This is the mail archive of the
mailing list for the GCC project.
Re: [PATCH RFC]Pair load store instructions using a generic scheduling fusion pass
- From: "Bin.Cheng" <amker dot cheng at gmail dot com>
- To: Jeff Law <law at redhat dot com>
- Cc: Bin Cheng <bin dot cheng at arm dot com>, gcc-patches List <gcc-patches at gcc dot gnu dot org>, Mike Stump <mikestump at comcast dot net>
- Date: Tue, 21 Oct 2014 13:43:58 +0800
- Subject: Re: [PATCH RFC]Pair load store instructions using a generic scheduling fusion pass
- Authentication-results: sourceware.org; auth=none
- References: <000001cfdc90$1d95c670$58c15350$ at arm dot com> <54384C12 dot 6060401 at redhat dot com>
On Sat, Oct 11, 2014 at 5:13 AM, Jeff Law <email@example.com> wrote:
> On 09/30/14 03:22, Bin Cheng wrote:
>> many load/store pairs as my old patch. Then I decided to take one step
>> forward to introduce a generic instruction fusion infrastructure in GCC,
>> because in essence, load/store pair is nothing different with other
>> instruction fusion, all these optimizations want is to push instructions
>> together in instruction flow.
> Great generalization. And yes, you're absolutely right, what you're doing
> is building a fairly generic mechanism to mark insns that might fuse
> So, some questions. Let's assume I've got 3 kinds of insns. A B & C.
> I can fuse AB or AC, but not BC. In fact, moving B & C together may
> significantly harm performance.
> So my question is can a given insn have different fusion priorities
> depending on its scheduling context?
> So perhaps an example. Let's say I have an insn stream with the following
> kinds of instructions, all ready at the same time.
> Can I create 8 distinct fusion priorities such that I ultimately schedule
> AB(1) AB(2) AB(3) AB(4) AC(5) AC(6) AC(7) AC(8)
> I guess another way to ask the question, are fusion priorities static based
> on the insn/alternative, or can they vary? And if they can vary, can they
> vary each tick of the scheduler?
> Now the next issue is I really don't want all those to fire
> back-to-back-to-back. I'd like some other insns to be inserted between each
> fusion pair if they're in the ready list. I guess the easiest way to get
> that is to assign the same fusion priority to other insns in the ready
> queue, even though they don't participate in fusion. So
> ABX(1) ABY(2).....
> Where X & Y are some other arbitrary insns that don't participate in the AB
> fusion, but will issue in the same cycle as the AB fused insn.
> Though I guess if we run fusion + peep2 between sched1 and sched2, that
> problem would just resolve itself as we'd have fused AB together into a new
> insn and we'd schedule normally with the fused insns and X, Y.

GIVEN DATA.
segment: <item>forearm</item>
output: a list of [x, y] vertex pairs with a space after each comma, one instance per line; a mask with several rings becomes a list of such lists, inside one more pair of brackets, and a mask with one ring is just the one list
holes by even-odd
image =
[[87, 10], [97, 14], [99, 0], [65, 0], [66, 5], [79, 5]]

EXERCISE INSTRUCTIONS.
• a. Please render every line of the records above as a numbered list, skipping any blank lines.
• b. Write the next part of the GCC mailing-list thread on the scheduling fusion patch, picking up after its last line.

WRITTEN ANSWERS.
• a.
1. segment: <item>forearm</item>
2. output: a list of [x, y] vertex pairs with a space after each comma, one instance per line; a mask with several rings becomes a list of such lists, inside one more pair of brackets, and a mask with one ring is just the one list
3. holes by even-odd
4. image =
5. [[87, 10], [97, 14], [99, 0], [65, 0], [66, 5], [79, 5]]

• b.
>> So here comes this patch. It adds a new sched_fusion pass just before
>> peephole2. The methodology is like:
>> 1) The priority in scheduler is extended into [fusion_priority, priority]
>> pair, with fusion_priority as the major key and priority as the minor key.
>> 2) The back-end assigns priorities pair to each instruction, instructions
>> want to be fused together get same fusion_priority assigned.
> I think the bulk of my questions above are targetted at this part of the
> change. When are these assignments made and how much freedom does the
> backend have to make/change those assignments.
> So another question, given a fused pair, is there any way to guarantee
> ordering within the fused pair. This is useful to cut down on the number of
> peep2 patterns. I guess we could twiddle the priority in those cases to
> force a particular ordering of the fused pair, right?
> I wonder if we could use this to zap all the hair I added to caller-save
> back in the early 90s to try and widen the save/restore modes. So instead
> of st; st; call; ld; ld, we'd generate std; call; ldd. It was a huge win
> for floating point on the sparc processors of that time. I don't expect you
> to do that investigation. Just thinking out loud.
>> I collected performance data for both cortex-a15 and cortex-a57 (with a
>> local peephole ldp/stp patch), the benchmarks can be obviously improved on
>> arm/aarch64. I also collected instrument data about how many load/store
>> pairs are found. For the four versions of load/store pair patches:
>> 0) The original Mike's patch.
>> 1) My original prototype patch.
>> 2) Cleaned up pass of Mike (with implementation bugs resolved).
>> 3) This new prototype fusion pass.
>> The numbers of paired opportunities satisfy below relations:
>> 3 * N0 ~ N1 ~ N2 < N3
>> For example, for one benchmark suite, we have:
>> N0 ~= 1300
>> N1/N2 ~= 5000
>> N3 ~= 7500
> Nice. Very nice.
> Overall it's a fairly simple change. I'll look deeper into it next week.
Any new comments?